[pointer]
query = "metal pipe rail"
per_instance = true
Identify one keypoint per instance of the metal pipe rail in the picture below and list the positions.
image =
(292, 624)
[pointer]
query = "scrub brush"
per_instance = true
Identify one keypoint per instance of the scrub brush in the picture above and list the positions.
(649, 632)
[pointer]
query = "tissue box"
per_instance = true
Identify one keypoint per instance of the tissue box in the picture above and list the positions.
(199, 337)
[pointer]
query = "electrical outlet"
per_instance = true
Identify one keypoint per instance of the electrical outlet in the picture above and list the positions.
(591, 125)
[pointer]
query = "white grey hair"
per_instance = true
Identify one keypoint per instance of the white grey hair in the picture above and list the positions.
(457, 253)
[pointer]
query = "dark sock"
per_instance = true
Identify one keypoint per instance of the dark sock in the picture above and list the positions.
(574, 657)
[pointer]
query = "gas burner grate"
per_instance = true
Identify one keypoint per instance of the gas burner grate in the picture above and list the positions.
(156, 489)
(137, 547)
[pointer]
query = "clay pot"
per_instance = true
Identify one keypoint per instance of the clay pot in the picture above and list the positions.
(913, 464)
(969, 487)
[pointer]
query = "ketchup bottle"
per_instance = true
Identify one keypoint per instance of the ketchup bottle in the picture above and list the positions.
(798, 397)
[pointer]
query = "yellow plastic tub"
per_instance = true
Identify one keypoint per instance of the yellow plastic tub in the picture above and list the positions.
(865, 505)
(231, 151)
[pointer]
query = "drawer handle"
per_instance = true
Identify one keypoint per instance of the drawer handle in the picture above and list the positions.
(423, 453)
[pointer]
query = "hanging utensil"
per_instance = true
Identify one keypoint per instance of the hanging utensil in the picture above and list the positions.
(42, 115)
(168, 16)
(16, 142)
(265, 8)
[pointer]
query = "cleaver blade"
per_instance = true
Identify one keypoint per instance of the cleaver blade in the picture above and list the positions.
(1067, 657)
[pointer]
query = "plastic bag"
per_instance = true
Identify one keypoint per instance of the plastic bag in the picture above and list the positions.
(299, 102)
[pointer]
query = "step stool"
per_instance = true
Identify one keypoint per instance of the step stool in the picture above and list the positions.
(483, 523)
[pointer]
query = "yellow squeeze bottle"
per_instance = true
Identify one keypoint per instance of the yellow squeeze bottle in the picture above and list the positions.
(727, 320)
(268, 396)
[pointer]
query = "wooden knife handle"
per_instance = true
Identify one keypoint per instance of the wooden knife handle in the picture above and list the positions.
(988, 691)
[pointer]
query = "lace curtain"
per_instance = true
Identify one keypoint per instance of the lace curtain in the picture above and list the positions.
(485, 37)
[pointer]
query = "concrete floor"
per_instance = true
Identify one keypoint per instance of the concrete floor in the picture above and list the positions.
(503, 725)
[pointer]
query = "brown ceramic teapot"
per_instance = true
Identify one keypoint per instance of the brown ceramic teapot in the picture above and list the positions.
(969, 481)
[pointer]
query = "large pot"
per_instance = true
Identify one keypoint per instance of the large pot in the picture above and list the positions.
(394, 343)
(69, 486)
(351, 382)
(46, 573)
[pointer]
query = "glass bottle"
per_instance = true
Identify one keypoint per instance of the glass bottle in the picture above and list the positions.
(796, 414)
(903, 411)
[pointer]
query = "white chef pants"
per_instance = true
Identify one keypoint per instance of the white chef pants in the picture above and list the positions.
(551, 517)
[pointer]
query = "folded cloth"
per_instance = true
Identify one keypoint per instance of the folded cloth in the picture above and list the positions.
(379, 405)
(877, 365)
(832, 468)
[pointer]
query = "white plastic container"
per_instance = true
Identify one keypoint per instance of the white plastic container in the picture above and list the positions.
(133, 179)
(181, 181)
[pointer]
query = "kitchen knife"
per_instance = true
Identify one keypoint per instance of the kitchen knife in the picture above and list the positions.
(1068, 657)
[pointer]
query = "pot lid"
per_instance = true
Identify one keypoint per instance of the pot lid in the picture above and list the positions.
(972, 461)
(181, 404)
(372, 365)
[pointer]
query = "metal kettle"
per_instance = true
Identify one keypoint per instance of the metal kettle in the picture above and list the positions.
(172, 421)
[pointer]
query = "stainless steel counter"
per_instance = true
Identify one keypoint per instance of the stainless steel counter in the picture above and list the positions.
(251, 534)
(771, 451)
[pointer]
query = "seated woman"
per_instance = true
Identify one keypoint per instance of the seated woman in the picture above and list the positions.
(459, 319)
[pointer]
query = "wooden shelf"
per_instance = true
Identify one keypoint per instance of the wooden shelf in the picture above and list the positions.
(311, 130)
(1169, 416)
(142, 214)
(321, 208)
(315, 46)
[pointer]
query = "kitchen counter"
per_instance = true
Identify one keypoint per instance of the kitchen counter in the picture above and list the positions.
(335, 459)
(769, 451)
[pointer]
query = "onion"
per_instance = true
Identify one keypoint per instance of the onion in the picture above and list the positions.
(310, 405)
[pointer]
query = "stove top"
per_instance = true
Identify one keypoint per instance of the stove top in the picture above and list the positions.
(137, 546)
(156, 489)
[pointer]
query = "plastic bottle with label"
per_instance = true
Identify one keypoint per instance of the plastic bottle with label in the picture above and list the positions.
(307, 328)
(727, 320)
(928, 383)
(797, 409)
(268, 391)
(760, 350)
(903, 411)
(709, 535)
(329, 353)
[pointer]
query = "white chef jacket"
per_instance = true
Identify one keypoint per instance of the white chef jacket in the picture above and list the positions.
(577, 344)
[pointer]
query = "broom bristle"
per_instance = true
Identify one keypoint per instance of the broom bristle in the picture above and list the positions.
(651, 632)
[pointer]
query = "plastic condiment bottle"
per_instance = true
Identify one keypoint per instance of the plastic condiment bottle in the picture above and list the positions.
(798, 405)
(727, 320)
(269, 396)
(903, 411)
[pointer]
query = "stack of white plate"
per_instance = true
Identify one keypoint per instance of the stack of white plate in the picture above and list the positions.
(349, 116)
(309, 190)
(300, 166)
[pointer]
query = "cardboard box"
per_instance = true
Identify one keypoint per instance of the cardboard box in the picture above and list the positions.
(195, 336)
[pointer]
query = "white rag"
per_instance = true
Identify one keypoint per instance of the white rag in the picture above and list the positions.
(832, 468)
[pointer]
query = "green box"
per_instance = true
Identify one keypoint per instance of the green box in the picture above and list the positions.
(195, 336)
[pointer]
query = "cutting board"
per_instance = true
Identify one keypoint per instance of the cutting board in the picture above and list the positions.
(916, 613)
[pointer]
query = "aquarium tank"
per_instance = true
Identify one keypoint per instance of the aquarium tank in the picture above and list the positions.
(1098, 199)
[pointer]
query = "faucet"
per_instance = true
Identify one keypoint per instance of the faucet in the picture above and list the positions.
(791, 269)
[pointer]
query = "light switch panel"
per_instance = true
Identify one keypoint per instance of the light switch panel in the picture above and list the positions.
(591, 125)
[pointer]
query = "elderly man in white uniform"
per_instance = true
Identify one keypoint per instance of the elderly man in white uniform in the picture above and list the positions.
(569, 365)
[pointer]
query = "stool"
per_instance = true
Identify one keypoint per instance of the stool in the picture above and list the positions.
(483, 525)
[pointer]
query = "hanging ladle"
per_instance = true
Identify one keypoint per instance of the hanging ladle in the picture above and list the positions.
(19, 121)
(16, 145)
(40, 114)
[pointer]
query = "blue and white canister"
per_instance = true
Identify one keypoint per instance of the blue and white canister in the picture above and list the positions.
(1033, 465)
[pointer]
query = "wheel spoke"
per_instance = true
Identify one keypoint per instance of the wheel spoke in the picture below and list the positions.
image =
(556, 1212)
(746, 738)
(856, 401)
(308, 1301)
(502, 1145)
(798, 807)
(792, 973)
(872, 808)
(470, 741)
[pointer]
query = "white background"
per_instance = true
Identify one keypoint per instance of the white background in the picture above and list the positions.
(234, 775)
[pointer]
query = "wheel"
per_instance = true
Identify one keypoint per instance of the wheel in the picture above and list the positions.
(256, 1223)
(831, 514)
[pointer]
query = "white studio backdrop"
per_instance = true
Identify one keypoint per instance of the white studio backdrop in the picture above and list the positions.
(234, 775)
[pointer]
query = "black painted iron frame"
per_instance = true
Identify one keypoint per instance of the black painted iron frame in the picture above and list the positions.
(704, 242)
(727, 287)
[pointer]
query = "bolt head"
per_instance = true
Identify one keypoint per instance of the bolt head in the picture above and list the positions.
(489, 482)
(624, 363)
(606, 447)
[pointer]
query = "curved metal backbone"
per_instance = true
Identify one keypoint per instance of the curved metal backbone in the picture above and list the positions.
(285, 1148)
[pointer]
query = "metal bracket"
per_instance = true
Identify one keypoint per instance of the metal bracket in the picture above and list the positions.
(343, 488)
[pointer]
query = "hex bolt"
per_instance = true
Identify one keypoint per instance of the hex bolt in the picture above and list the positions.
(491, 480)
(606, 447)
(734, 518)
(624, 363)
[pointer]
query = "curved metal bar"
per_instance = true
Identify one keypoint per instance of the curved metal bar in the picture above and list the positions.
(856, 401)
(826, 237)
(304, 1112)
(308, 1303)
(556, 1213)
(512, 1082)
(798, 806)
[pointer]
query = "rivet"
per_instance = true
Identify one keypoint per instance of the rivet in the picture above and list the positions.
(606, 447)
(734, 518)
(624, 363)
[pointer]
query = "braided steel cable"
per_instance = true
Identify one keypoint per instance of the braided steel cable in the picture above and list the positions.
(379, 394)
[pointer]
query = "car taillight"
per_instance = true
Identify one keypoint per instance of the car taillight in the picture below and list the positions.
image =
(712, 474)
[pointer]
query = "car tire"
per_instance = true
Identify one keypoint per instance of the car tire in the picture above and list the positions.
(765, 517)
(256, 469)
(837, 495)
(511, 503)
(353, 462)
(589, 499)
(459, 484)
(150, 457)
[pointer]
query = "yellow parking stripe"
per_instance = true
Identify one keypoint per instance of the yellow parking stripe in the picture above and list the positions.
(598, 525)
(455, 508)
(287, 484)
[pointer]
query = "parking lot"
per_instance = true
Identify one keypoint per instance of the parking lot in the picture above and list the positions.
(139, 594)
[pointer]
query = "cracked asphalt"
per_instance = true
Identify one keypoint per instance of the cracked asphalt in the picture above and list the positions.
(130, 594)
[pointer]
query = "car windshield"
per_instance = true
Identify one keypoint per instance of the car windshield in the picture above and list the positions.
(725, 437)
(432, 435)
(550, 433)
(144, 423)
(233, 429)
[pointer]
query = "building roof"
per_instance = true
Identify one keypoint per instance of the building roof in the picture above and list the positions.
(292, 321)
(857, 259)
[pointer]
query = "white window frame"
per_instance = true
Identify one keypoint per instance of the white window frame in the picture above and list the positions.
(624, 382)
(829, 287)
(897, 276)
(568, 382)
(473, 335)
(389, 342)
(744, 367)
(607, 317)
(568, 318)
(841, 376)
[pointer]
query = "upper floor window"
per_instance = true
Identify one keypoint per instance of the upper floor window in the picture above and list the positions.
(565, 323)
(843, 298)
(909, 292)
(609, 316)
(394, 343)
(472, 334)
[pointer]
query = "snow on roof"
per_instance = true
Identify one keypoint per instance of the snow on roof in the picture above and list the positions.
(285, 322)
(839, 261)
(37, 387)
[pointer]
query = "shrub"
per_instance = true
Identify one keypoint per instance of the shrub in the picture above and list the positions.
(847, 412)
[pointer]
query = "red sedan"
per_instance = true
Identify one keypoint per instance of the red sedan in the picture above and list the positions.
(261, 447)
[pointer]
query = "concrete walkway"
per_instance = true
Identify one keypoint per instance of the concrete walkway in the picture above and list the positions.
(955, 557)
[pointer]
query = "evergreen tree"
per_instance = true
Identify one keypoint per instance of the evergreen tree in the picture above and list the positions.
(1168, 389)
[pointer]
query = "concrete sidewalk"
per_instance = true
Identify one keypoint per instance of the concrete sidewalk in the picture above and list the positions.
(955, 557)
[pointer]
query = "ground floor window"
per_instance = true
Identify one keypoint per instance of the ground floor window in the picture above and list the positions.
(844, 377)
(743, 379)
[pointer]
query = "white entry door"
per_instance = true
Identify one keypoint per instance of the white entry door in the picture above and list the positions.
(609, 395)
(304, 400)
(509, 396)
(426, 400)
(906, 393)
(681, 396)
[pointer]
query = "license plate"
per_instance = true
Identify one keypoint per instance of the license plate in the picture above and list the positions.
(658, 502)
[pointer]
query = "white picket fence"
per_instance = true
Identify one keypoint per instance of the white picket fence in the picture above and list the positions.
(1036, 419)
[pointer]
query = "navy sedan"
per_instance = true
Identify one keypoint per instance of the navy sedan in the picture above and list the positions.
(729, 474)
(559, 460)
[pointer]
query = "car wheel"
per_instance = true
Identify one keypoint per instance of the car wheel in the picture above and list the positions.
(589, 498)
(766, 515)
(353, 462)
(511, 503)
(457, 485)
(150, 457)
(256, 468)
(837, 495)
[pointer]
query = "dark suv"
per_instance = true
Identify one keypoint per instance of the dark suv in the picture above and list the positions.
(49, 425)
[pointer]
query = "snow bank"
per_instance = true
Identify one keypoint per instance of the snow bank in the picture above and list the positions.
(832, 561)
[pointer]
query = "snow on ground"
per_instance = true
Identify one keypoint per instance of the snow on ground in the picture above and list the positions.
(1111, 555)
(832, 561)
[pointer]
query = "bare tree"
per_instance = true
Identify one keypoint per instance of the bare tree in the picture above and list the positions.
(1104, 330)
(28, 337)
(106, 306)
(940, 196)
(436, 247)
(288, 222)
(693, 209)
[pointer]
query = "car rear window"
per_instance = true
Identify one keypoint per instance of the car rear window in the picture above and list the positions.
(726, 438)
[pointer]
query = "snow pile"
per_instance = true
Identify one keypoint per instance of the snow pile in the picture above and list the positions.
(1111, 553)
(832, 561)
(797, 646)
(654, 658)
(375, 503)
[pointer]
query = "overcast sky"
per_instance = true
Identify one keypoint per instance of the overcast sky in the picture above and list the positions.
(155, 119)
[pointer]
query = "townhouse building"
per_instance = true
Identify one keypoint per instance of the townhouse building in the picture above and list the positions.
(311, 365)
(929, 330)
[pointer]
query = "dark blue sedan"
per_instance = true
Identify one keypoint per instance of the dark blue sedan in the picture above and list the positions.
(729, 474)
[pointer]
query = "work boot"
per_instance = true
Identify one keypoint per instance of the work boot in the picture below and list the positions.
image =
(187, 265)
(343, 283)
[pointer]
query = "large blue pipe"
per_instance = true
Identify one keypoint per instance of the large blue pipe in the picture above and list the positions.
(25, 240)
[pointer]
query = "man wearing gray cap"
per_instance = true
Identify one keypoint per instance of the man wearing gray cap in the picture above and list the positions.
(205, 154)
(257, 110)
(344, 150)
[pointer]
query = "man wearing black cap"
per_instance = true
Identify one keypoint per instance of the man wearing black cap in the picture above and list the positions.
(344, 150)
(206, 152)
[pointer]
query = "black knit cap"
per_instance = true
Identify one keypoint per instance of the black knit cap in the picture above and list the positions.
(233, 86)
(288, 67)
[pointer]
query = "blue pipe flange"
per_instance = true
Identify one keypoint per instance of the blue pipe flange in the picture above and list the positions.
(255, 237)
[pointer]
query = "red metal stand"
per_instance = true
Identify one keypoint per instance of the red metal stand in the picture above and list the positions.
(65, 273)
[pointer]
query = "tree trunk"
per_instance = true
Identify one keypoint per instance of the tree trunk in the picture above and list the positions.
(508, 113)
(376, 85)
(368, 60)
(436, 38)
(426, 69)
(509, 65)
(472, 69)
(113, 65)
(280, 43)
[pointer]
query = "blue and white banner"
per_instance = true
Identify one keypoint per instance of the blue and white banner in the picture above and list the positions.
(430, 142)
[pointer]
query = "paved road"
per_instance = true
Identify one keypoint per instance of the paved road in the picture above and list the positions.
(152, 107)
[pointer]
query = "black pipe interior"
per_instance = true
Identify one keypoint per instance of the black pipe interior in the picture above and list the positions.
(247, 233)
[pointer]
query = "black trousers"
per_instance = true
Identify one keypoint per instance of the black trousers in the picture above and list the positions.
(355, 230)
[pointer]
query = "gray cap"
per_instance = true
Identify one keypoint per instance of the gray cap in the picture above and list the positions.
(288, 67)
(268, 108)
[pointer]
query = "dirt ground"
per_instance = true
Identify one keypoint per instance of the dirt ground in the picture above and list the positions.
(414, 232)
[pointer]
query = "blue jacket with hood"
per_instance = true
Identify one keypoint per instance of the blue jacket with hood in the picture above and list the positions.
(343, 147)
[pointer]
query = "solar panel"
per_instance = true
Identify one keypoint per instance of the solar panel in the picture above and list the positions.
§
Check each line above for "solar" and give the number of lines that match, nothing more.

2